> **Stated task**
Please pick out and copy every line in the rows below that contains the word "water". Case counts.

[Segmentation labeling rows]
╔══

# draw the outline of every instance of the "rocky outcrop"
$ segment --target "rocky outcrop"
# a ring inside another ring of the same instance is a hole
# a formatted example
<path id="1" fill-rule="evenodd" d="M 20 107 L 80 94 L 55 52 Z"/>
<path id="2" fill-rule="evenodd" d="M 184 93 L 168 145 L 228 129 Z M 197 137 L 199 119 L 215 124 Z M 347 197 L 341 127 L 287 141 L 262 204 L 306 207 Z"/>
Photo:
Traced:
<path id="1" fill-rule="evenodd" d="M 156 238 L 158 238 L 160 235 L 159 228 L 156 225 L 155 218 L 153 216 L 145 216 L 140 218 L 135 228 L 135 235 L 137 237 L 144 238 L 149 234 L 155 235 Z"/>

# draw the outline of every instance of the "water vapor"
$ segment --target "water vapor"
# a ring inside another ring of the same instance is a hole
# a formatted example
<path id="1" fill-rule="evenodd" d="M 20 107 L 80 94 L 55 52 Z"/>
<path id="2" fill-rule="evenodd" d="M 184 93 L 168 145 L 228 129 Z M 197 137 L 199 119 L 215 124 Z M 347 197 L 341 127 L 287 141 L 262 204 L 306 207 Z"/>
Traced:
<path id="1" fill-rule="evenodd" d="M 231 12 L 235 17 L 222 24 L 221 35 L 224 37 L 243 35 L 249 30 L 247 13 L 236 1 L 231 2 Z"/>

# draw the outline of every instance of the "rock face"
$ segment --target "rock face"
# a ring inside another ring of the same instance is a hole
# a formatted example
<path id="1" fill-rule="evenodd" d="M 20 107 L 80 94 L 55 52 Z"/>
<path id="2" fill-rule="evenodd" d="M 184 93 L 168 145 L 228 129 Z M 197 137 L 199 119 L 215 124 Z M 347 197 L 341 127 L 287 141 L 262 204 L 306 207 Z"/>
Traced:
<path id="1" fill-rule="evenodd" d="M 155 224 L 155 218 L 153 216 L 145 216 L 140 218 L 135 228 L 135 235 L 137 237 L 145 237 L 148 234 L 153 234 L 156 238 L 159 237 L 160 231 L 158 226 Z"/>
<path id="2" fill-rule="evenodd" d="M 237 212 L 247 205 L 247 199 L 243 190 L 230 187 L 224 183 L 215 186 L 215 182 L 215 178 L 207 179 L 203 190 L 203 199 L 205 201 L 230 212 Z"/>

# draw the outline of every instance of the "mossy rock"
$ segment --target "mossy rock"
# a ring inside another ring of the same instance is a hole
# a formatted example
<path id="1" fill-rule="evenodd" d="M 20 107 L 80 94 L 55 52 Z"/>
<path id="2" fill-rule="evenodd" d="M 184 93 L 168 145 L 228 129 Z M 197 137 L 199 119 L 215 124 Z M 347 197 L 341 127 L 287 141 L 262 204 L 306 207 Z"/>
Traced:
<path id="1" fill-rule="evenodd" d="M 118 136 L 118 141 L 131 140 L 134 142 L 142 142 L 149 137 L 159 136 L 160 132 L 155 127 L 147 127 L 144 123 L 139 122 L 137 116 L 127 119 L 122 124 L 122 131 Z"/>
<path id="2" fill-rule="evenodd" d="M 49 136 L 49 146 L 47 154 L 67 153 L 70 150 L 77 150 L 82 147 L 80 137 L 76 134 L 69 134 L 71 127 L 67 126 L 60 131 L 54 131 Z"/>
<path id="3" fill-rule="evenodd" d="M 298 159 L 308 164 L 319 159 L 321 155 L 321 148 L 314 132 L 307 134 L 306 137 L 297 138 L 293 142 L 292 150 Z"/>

╚══

> **The solution**
# draw the outline of every instance of the "water vapor"
$ segment --target "water vapor"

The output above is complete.